Can you repeat the items word for word, from the start of the items through the line that contains "pixel 47 133", leaving out the pictures?

[Begin Record extracts]

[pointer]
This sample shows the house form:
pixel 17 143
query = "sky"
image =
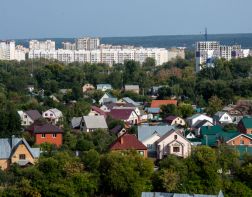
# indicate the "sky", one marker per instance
pixel 115 18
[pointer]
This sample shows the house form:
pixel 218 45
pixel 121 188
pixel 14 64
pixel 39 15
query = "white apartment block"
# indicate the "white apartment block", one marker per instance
pixel 87 43
pixel 42 45
pixel 8 51
pixel 208 51
pixel 107 56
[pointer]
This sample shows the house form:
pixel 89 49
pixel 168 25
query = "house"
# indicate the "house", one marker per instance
pixel 46 133
pixel 148 135
pixel 173 143
pixel 175 120
pixel 196 128
pixel 245 125
pixel 104 87
pixel 118 130
pixel 132 88
pixel 92 123
pixel 107 98
pixel 222 117
pixel 18 151
pixel 196 118
pixel 87 87
pixel 159 103
pixel 96 111
pixel 29 117
pixel 160 194
pixel 126 115
pixel 53 115
pixel 129 142
pixel 129 101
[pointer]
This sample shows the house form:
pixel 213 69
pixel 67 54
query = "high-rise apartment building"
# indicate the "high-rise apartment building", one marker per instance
pixel 42 45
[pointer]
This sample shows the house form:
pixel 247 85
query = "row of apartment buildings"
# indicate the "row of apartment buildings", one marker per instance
pixel 87 50
pixel 208 51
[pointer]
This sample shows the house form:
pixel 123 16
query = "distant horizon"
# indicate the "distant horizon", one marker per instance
pixel 123 36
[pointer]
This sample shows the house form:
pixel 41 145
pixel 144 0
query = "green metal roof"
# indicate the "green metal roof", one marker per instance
pixel 247 122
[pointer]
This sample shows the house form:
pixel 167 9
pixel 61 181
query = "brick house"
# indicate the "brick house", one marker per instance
pixel 47 133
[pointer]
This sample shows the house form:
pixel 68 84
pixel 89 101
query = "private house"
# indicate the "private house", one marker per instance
pixel 53 115
pixel 46 133
pixel 173 143
pixel 96 111
pixel 87 87
pixel 104 87
pixel 196 118
pixel 160 194
pixel 159 103
pixel 93 123
pixel 245 125
pixel 129 142
pixel 222 118
pixel 196 128
pixel 132 88
pixel 107 98
pixel 129 101
pixel 149 135
pixel 126 115
pixel 29 117
pixel 118 130
pixel 16 150
pixel 175 120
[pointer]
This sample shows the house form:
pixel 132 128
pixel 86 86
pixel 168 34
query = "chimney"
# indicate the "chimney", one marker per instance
pixel 121 140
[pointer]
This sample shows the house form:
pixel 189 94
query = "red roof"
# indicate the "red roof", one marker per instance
pixel 158 103
pixel 45 128
pixel 121 114
pixel 127 142
pixel 98 110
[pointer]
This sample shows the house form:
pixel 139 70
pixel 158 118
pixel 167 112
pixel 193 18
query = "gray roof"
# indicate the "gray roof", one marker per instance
pixel 159 194
pixel 145 131
pixel 75 122
pixel 95 122
pixel 129 100
pixel 8 146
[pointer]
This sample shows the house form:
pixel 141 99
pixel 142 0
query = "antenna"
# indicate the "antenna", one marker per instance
pixel 206 34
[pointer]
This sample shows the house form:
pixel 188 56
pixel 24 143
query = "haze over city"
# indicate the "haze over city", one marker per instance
pixel 64 18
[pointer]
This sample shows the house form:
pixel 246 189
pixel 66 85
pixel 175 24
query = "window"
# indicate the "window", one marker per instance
pixel 22 157
pixel 175 149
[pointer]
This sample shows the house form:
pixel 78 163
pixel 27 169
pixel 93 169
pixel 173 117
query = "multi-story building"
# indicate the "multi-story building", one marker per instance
pixel 42 45
pixel 208 51
pixel 87 43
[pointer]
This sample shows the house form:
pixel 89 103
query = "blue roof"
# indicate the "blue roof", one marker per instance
pixel 8 145
pixel 153 110
pixel 146 131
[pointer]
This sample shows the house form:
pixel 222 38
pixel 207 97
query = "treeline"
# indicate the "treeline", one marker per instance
pixel 61 173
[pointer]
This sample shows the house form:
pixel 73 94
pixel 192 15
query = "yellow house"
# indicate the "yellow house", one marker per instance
pixel 16 150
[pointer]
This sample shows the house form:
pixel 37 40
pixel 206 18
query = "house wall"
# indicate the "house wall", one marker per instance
pixel 178 121
pixel 21 149
pixel 4 164
pixel 49 139
pixel 165 147
pixel 237 141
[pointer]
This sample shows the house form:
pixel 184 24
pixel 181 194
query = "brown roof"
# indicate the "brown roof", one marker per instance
pixel 33 114
pixel 158 103
pixel 127 142
pixel 44 128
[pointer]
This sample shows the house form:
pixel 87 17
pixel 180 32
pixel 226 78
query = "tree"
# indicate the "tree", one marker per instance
pixel 214 105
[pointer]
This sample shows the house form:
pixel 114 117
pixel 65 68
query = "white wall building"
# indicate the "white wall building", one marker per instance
pixel 42 45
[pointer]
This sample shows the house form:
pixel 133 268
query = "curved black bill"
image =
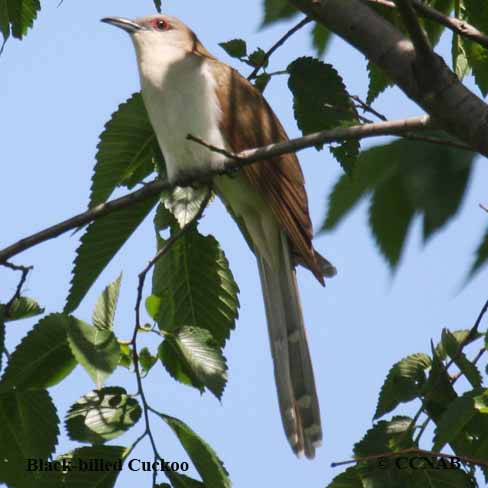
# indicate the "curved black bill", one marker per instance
pixel 125 24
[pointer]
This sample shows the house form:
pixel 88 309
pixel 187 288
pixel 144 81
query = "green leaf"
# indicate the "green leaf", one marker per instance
pixel 127 144
pixel 97 350
pixel 350 478
pixel 184 203
pixel 434 29
pixel 453 421
pixel 102 415
pixel 403 383
pixel 261 81
pixel 236 48
pixel 386 437
pixel 196 286
pixel 163 218
pixel 2 334
pixel 258 58
pixel 28 429
pixel 373 166
pixel 88 468
pixel 196 354
pixel 17 17
pixel 453 348
pixel 321 101
pixel 101 241
pixel 406 178
pixel 23 308
pixel 146 359
pixel 438 390
pixel 277 10
pixel 390 215
pixel 320 38
pixel 104 313
pixel 182 481
pixel 476 13
pixel 208 465
pixel 43 357
pixel 378 82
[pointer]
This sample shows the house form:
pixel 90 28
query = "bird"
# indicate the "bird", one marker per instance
pixel 186 90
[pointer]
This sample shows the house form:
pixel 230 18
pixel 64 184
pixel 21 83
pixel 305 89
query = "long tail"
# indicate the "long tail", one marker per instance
pixel 293 371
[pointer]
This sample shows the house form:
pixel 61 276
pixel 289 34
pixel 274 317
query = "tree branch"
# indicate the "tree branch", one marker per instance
pixel 436 89
pixel 455 25
pixel 278 44
pixel 249 156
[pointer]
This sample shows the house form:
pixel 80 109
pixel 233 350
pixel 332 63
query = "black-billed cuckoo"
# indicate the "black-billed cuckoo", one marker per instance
pixel 188 91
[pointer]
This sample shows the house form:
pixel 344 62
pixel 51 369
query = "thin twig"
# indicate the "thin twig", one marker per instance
pixel 412 450
pixel 25 271
pixel 277 45
pixel 461 27
pixel 244 158
pixel 137 327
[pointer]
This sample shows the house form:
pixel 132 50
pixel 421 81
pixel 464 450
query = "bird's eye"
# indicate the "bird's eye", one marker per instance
pixel 160 24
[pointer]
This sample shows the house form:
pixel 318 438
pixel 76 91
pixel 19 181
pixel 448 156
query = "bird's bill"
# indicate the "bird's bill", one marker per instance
pixel 125 24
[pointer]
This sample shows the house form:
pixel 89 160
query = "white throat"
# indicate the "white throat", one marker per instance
pixel 178 89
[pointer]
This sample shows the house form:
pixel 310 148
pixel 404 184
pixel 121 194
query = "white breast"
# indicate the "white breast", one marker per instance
pixel 179 94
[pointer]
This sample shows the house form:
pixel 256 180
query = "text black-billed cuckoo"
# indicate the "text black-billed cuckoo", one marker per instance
pixel 188 91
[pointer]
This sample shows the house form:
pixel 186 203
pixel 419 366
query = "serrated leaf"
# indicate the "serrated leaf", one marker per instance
pixel 378 82
pixel 406 179
pixel 196 286
pixel 102 415
pixel 101 241
pixel 198 356
pixel 127 143
pixel 104 313
pixel 17 17
pixel 2 335
pixel 320 38
pixel 476 13
pixel 321 101
pixel 373 166
pixel 147 360
pixel 208 465
pixel 452 422
pixel 88 468
pixel 23 308
pixel 467 368
pixel 184 203
pixel 438 391
pixel 43 357
pixel 258 58
pixel 97 350
pixel 236 48
pixel 386 437
pixel 403 383
pixel 182 481
pixel 390 215
pixel 276 10
pixel 23 434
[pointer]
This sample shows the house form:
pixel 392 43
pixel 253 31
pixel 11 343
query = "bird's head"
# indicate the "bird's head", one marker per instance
pixel 157 34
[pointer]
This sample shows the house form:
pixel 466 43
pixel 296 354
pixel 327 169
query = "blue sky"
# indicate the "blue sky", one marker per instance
pixel 58 88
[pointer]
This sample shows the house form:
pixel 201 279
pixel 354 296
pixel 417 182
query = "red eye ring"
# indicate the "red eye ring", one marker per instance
pixel 160 24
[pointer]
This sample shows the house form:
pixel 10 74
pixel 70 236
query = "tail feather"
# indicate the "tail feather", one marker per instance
pixel 292 365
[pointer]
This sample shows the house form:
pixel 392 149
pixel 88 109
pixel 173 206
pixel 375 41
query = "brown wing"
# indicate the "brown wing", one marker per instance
pixel 279 180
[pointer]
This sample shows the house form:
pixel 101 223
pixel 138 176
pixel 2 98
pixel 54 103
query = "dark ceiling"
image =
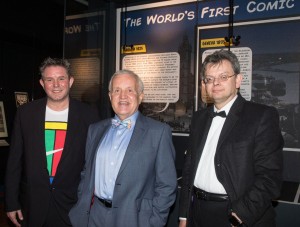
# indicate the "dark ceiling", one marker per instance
pixel 44 20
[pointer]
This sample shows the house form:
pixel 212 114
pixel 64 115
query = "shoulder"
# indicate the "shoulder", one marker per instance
pixel 35 104
pixel 258 108
pixel 100 124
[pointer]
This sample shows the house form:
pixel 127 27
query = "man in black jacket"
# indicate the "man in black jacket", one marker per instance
pixel 47 152
pixel 233 166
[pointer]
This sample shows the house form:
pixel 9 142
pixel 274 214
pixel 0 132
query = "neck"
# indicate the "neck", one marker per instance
pixel 58 106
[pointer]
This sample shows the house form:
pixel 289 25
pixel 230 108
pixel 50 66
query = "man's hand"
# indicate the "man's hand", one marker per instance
pixel 13 215
pixel 182 223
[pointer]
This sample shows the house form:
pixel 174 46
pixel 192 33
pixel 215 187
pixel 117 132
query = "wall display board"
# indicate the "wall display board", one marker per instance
pixel 84 47
pixel 160 43
pixel 3 127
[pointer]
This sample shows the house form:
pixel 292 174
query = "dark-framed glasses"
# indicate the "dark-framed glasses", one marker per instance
pixel 222 78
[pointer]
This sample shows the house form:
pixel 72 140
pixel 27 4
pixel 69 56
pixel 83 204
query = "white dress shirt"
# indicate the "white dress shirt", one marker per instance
pixel 206 178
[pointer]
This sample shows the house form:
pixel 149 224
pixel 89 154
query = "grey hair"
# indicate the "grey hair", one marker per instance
pixel 55 62
pixel 130 73
pixel 217 57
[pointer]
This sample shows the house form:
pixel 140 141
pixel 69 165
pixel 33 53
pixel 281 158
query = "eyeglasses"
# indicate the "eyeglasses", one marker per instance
pixel 222 78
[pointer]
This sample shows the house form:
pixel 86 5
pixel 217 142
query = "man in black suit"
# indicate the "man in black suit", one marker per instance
pixel 233 166
pixel 47 152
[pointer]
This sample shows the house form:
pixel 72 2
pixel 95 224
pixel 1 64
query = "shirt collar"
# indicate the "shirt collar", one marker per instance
pixel 227 107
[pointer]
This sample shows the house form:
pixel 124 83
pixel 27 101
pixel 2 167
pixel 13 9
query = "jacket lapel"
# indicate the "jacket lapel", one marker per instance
pixel 137 136
pixel 200 136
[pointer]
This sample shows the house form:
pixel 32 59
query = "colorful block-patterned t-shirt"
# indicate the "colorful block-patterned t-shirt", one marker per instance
pixel 56 123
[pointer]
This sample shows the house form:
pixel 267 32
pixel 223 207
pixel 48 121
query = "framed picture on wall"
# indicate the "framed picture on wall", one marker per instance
pixel 21 98
pixel 3 128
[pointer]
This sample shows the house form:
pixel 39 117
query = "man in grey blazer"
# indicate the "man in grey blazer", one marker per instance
pixel 129 178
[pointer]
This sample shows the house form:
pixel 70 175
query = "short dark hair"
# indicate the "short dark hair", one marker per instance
pixel 130 73
pixel 217 57
pixel 55 62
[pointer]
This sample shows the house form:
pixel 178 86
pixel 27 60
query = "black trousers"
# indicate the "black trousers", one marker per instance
pixel 209 213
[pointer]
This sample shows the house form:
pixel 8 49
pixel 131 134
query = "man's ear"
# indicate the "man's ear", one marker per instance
pixel 42 83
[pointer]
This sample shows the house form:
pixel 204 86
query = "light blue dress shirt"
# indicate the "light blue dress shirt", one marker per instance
pixel 109 157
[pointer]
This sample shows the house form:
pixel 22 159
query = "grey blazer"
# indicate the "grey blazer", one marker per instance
pixel 146 183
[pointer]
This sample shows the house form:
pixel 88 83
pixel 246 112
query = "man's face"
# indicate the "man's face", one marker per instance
pixel 124 96
pixel 56 83
pixel 222 91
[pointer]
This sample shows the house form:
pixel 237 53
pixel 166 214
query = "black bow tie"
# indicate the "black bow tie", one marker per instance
pixel 220 114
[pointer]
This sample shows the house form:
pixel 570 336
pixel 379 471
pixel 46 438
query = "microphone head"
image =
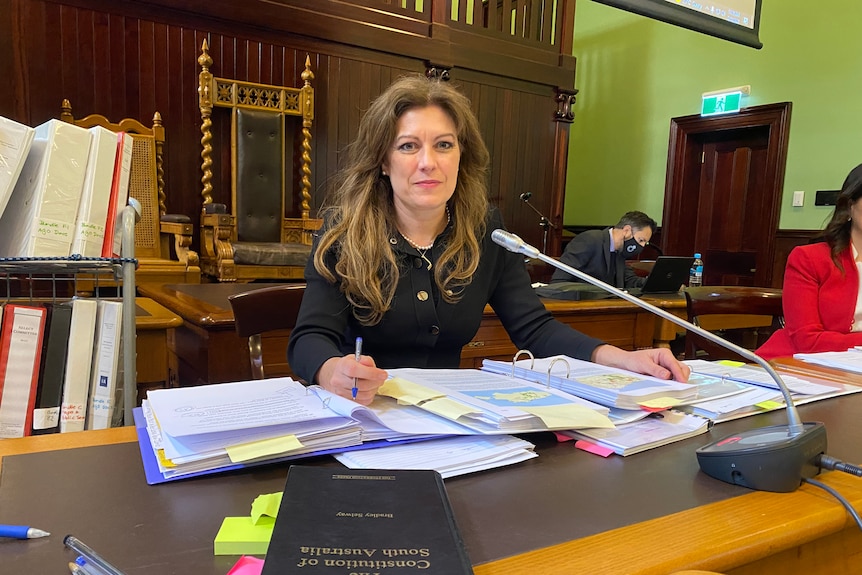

[End Record extracts]

Exercise solution
[pointer]
This sample shows the house form:
pixel 17 143
query = "sky"
image =
# indicate the "sky", one marker per instance
pixel 115 18
[pointer]
This sample shows the house form:
pixel 218 45
pixel 121 188
pixel 14 64
pixel 39 15
query = "white apartment block"
# indicate the "white apartment block", one marker per instance
pixel 87 43
pixel 42 45
pixel 8 51
pixel 208 51
pixel 107 56
[pointer]
This sample shows the house form:
pixel 89 49
pixel 168 25
query = "house"
# indicate the "house", one marker per instance
pixel 46 133
pixel 148 135
pixel 173 143
pixel 175 120
pixel 196 128
pixel 245 125
pixel 104 87
pixel 118 130
pixel 132 88
pixel 92 123
pixel 107 98
pixel 222 117
pixel 18 151
pixel 196 118
pixel 87 87
pixel 159 103
pixel 96 111
pixel 29 117
pixel 160 194
pixel 126 115
pixel 53 115
pixel 129 142
pixel 129 101
[pointer]
This sample shows the house form:
pixel 213 69
pixel 67 54
query = "high-rise apartment building"
# indicate the "high-rise apartment building", one marker per instance
pixel 42 45
[pointer]
This sample shows the house form:
pixel 247 85
query = "row of apartment buildings"
# indicate the "row of apartment buildings", one marker per instance
pixel 87 50
pixel 208 51
[pointer]
This sample shows the house form:
pixel 123 16
query = "distant horizon"
# indicate the "distant horizon", one marker per instance
pixel 123 36
[pointer]
This sample shows the house form:
pixel 41 145
pixel 144 0
query = "green metal roof"
# indicate the "green metal roof", one marker per instance
pixel 247 122
[pointer]
This sample shows the house form:
pixel 167 9
pixel 61 181
query = "brick house"
# indicate the "brick house", one marker per instance
pixel 47 133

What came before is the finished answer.